ЗАДАНИЯ:
- A) Где, согласно исходному тексту, великий князь Андрей уже пытался лечиться?
- B) Переведите на английский язык предложение из исходного текста: «У великого князя Андрея не ладилось со здоровьем».
- C) Извлеките из исходного текста фрагмент: начните со слов, где есть «Разумеется, император не», и остановитесь после слов «стыдливо усекали цитату.».

Разумеется, император не стал бы говорить с укором о союзниках западных. Они всегда были врагами, даже когда считались союзниками. Он говорил о балканских народах, ну и те, кто цитировал его выражение, обычно стыдливо усекали цитату.
А война приближалась, и снова в союзники к России напрашивались её враги, чтобы урвать от этого союза побольше, чтобы за счёт русского солдата, как уже много раз в истории, поживиться грабежом общего врага, а ограбив того врага, снова начать дружить с ним против России. Подлецы обычно прощают подлость подлецам, поскольку они ведь реально родня. Тут даже не скажешь, что родня душевная, – души-то у них продажные. Святитель Войно-Ясенецкий в книге «Дух, душа и тело» ясно доказал, что душа ведь может быть и у животного. Скажем, у гиены, а вот дух живёт только в Человеке высшей пробы. Если у наших государей были Дух, Душа и Тело, то у врагов их и агрессоров, как и внутренних бесов, можно сказать, только Тело и Душа. У безбожников Дух отсутствует, у агрессоров, убийц, стяжателей и прочей мерзости Духа не может быть по определению.
В предвоенные годы Кшесинская решила «на некоторое время прервать свою артистическую карьеру». Балетный критик, балетовед Андрей Левинсон (1887–1933) в своей статье «Балет» отметил: «Мы твердо надеемся на то, что балерина покидает Императорскую сцену лишь на короткий срок; её уход был бы тягчайшей утратой для нашей балетной труппы».
Между тем во всё ещё виртуальной семье Матильды Кшесинской проблемы нарастали. У великого князя Андрея не ладилось со здоровьем. Он уже попытался лечиться в Рейхенгале, в Баварии – самой значительной по размерам земле Германии, но после десяти дней наступило лишь ухудшение. По словам Кшесинской, его «схватил сильнейший бронхит».

ЗАПИСИ НАБОРА ДАННЫХ:
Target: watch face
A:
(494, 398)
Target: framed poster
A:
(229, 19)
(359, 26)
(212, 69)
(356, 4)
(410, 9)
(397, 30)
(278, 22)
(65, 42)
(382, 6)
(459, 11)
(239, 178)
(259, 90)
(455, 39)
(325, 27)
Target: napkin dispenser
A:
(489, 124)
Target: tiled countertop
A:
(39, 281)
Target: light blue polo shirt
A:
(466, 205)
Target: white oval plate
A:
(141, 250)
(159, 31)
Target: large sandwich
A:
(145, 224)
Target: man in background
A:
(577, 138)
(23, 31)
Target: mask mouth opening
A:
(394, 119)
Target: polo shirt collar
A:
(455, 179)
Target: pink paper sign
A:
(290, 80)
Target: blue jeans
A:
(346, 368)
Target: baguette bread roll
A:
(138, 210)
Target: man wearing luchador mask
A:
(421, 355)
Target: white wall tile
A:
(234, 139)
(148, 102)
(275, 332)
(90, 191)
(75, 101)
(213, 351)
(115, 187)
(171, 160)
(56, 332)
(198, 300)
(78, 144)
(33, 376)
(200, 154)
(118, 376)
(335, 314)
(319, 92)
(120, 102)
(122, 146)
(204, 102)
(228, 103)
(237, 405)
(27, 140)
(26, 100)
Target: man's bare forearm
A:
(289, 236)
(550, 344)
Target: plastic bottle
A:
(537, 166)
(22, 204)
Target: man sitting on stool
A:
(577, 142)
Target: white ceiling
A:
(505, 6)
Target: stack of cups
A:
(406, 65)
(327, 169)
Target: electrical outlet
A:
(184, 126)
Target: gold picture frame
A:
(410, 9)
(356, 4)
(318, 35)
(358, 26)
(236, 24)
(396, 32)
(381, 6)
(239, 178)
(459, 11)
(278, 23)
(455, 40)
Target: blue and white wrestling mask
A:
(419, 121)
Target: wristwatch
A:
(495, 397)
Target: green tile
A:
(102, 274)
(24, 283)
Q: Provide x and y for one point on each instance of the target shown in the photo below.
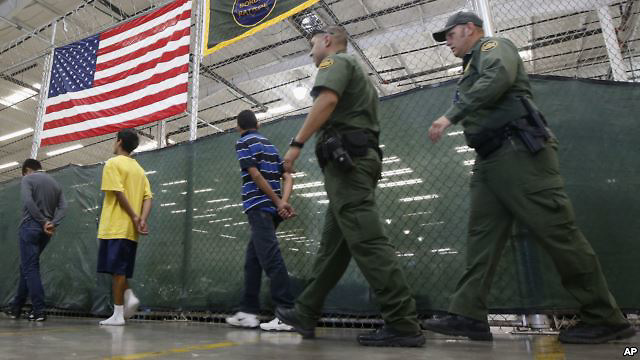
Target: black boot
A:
(13, 312)
(384, 336)
(290, 317)
(595, 334)
(456, 325)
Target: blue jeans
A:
(263, 253)
(33, 240)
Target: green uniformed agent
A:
(513, 181)
(345, 107)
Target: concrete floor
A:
(76, 338)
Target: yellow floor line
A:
(173, 351)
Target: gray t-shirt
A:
(42, 199)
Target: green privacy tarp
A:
(193, 258)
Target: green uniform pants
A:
(352, 228)
(512, 184)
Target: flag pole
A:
(195, 70)
(44, 90)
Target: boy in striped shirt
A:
(266, 205)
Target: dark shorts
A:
(117, 256)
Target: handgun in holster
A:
(531, 129)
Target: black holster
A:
(530, 129)
(341, 148)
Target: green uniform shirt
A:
(493, 77)
(357, 106)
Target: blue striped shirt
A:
(255, 150)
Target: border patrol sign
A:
(228, 21)
(249, 13)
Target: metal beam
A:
(618, 67)
(46, 76)
(233, 87)
(116, 10)
(24, 28)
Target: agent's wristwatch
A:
(294, 143)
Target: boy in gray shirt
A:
(44, 207)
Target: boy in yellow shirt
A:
(126, 207)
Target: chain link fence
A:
(192, 262)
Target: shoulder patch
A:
(489, 45)
(326, 63)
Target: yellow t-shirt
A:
(122, 173)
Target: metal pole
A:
(618, 68)
(162, 134)
(44, 91)
(483, 9)
(195, 69)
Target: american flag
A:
(131, 75)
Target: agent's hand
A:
(286, 211)
(290, 158)
(437, 129)
(49, 228)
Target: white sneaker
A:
(116, 319)
(131, 304)
(275, 325)
(242, 319)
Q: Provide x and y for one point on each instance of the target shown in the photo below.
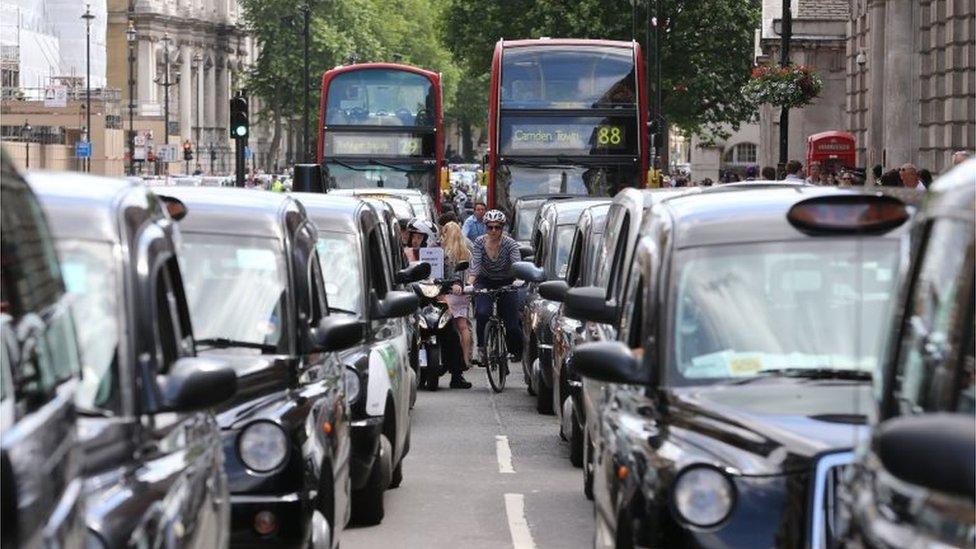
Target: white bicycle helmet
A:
(424, 227)
(494, 216)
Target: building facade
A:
(911, 80)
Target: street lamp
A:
(88, 16)
(26, 131)
(130, 38)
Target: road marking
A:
(504, 453)
(517, 525)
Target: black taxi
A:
(750, 324)
(42, 499)
(357, 262)
(551, 241)
(153, 459)
(257, 299)
(912, 484)
(567, 332)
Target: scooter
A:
(440, 344)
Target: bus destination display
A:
(360, 144)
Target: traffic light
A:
(238, 117)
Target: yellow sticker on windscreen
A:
(744, 366)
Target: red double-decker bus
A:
(380, 127)
(566, 116)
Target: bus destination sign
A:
(361, 144)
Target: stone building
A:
(203, 46)
(911, 80)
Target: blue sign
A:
(82, 149)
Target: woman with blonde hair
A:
(456, 250)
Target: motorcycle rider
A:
(423, 234)
(493, 255)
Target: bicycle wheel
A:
(495, 349)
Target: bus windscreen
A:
(565, 77)
(380, 97)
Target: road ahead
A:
(454, 493)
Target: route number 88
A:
(609, 135)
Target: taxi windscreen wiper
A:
(819, 373)
(225, 342)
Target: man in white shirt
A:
(909, 177)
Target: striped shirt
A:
(499, 268)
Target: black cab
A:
(149, 439)
(912, 484)
(750, 323)
(42, 499)
(581, 267)
(257, 299)
(355, 250)
(552, 240)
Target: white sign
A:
(435, 257)
(56, 96)
(166, 152)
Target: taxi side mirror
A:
(911, 446)
(337, 333)
(609, 361)
(528, 272)
(590, 303)
(195, 383)
(413, 273)
(554, 290)
(395, 305)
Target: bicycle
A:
(495, 347)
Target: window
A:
(922, 375)
(743, 153)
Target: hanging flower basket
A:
(792, 86)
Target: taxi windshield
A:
(90, 279)
(236, 287)
(342, 269)
(749, 310)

ОЖИДАЕМЫЕ ОТВЕТЫ:
- A) В Рейхенгале, в Баварии.

- B) Grand Duke Andrei was having trouble with his health.

- C)
Разумеется, император не стал бы говорить с укором о союзниках западных. Они всегда были врагами, даже когда считались союзниками. Он говорил о балканских народах, ну и те, кто цитировал его выражение, обычно стыдливо усекали цитату.